DESCRIPCIÓN DEL EJERCICIO: Por favor, imprime completo el fragmento siguiente sobre los actores científicos y tecnológicos del país, sin alterar una sola palabra ni signo.

FRAGMENTO PROPORCIONADO:
####

En el país hay empresas que compiten exitosamente en los mercados internacionales, en sectores productivos que en el mundo están a la cabeza del cambio tecnológico. También hay emprendedores con capacidad para crear nuevas empresas de base tecnológica, agencias públicas que contribuyen a la investigación, desarrollo e innovación, así como universidades y centros de investigación que congregan científicos de nivel internacional y desarrollan estudios en ciencia básica y aplicada con impacto sobre la economía. Es decir, contamos en esta materia con una base incipiente, con actores tanto en el sector privado como en el sector público y las universidades. Algunos ejemplos, entre otros: los organismos estatales Conea, Instituto Balseiro y Centro Atómico Bariloche en el ámbito estatal, así como la empresa provincial Invap en energía nuclear; el propio Invap y Arsat en el campo satelital; la Fábrica Argentina de Aviones en aviación e investigación aeroespacial, empresas privadas en desarrollo de software y tecnologías de investigación y comunicación; el INTA, laboratorios públicos y privados, y empresas privadas o público-privadas en el desarrollo de la bioeconomía (biotecnología, ingeniería genética) y la medicina genómica; YPF y Tecnopetrol en energías convencionales y no convencionales; el INTI y empresas privadas en I+D en la industria manufacturera. El Conicet, la Agencia Nacional de Investigación Científica y Tecnológica, así como muchas de las universidades públicas y algunas privadas, contribuyen a la formación de científicos y llevan a cabo investigaciones, en muchas ocasiones en convenio con el sector privado, de utilidad para la actividad productiva.

####

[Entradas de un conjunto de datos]
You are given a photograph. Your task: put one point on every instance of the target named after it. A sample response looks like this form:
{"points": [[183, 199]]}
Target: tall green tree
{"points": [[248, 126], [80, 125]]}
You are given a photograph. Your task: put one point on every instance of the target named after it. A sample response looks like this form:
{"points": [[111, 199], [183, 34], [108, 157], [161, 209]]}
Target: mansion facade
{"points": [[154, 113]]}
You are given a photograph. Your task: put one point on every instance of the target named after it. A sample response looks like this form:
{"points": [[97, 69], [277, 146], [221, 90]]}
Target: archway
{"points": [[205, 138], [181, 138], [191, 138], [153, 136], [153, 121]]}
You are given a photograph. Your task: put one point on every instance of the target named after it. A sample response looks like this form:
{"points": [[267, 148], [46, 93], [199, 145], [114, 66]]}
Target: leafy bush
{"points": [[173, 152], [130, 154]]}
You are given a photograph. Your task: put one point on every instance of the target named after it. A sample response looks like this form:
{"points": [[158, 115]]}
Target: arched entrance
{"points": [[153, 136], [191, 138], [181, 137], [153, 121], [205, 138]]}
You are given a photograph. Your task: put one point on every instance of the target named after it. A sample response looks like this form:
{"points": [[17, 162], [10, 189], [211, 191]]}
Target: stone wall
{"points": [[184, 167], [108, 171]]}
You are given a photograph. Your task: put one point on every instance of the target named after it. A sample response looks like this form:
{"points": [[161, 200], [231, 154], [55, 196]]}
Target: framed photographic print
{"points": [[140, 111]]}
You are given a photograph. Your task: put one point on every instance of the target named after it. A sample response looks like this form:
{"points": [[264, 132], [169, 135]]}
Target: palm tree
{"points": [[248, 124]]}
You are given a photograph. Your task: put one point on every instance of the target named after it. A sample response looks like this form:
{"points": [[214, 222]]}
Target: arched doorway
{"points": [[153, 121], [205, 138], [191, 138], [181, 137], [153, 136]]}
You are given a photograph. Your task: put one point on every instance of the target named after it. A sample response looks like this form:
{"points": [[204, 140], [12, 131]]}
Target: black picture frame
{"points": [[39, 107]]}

####

RESPUESTA DEL EJERCICIO:
En el país hay empresas que compiten exitosamente en los mercados internacionales, en sectores productivos que en el mundo están a la cabeza del cambio tecnológico. También hay emprendedores con capacidad para crear nuevas empresas de base tecnológica, agencias públicas que contribuyen a la investigación, desarrollo e innovación, así como universidades y centros de investigación que congregan científicos de nivel internacional y desarrollan estudios en ciencia básica y aplicada con impacto sobre la economía. Es decir, contamos en esta materia con una base incipiente, con actores tanto en el sector privado como en el sector público y las universidades. Algunos ejemplos, entre otros: los organismos estatales Conea, Instituto Balseiro y Centro Atómico Bariloche en el ámbito estatal, así como la empresa provincial Invap en energía nuclear; el propio Invap y Arsat en el campo satelital; la Fábrica Argentina de Aviones en aviación e investigación aeroespacial, empresas privadas en desarrollo de software y tecnologías de investigación y comunicación; el INTA, laboratorios públicos y privados, y empresas privadas o público-privadas en el desarrollo de la bioeconomía (biotecnología, ingeniería genética) y la medicina genómica; YPF y Tecnopetrol en energías convencionales y no convencionales; el INTI y empresas privadas en I+D en la industria manufacturera. El Conicet, la Agencia Nacional de Investigación Científica y Tecnológica, así como muchas de las universidades públicas y algunas privadas, contribuyen a la formación de científicos y llevan a cabo investigaciones, en muchas ocasiones en convenio con el sector privado, de utilidad para la actividad productiva.